**Selected passage**.
++++++++

Published Aug 13, 2025 4 Min Read

Introduction

Section 193 of the Income Tax Act plays a crucial role in the taxation framework of India, specifically concerning Tax Deducted at Source (TDS) on interest from securities. This section mandates the deduction of tax before making interest payments to resident taxpayers. Understanding its provisions is essential for individuals and entities managing securities-related income.

Investments in securities markets are subject to market risks. Please read all scheme-related documents carefully before investing.

What is Section 193?

Section 193 of the Income Tax Act governs the rules for TDS on interest payments arising from securities. Securities include instruments such as bonds, debentures, and government-issued certificates. Under this section, tax deduction is mandatory before disbursing interest income to resident taxpayers, ensuring compliance with tax laws and preventing tax evasion.

++++++++

**Exercise instructions**.
1. Which instruments does the Section 193 text list as examples of securities?
2. Repeat the Section 193 text, starting with the words "Published Aug 13, 2025" and ending after "carefully before investing.".

Photo object pointing records
++++++++

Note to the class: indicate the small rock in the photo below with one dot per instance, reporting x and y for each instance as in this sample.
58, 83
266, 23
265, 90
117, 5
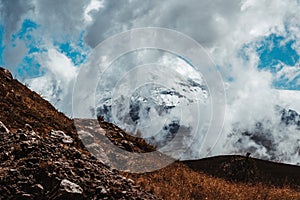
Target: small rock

++++++++

**Task responses**.
1. Bonds, debentures, and government-issued certificates.

2.
Published Aug 13, 2025 4 Min Read

Introduction

Section 193 of the Income Tax Act plays a crucial role in the taxation framework of India, specifically concerning Tax Deducted at Source (TDS) on interest from securities. This section mandates the deduction of tax before making interest payments to resident taxpayers. Understanding its provisions is essential for individuals and entities managing securities-related income.

Investments in securities markets are subject to market risks. Please read all scheme-related documents carefully before investing.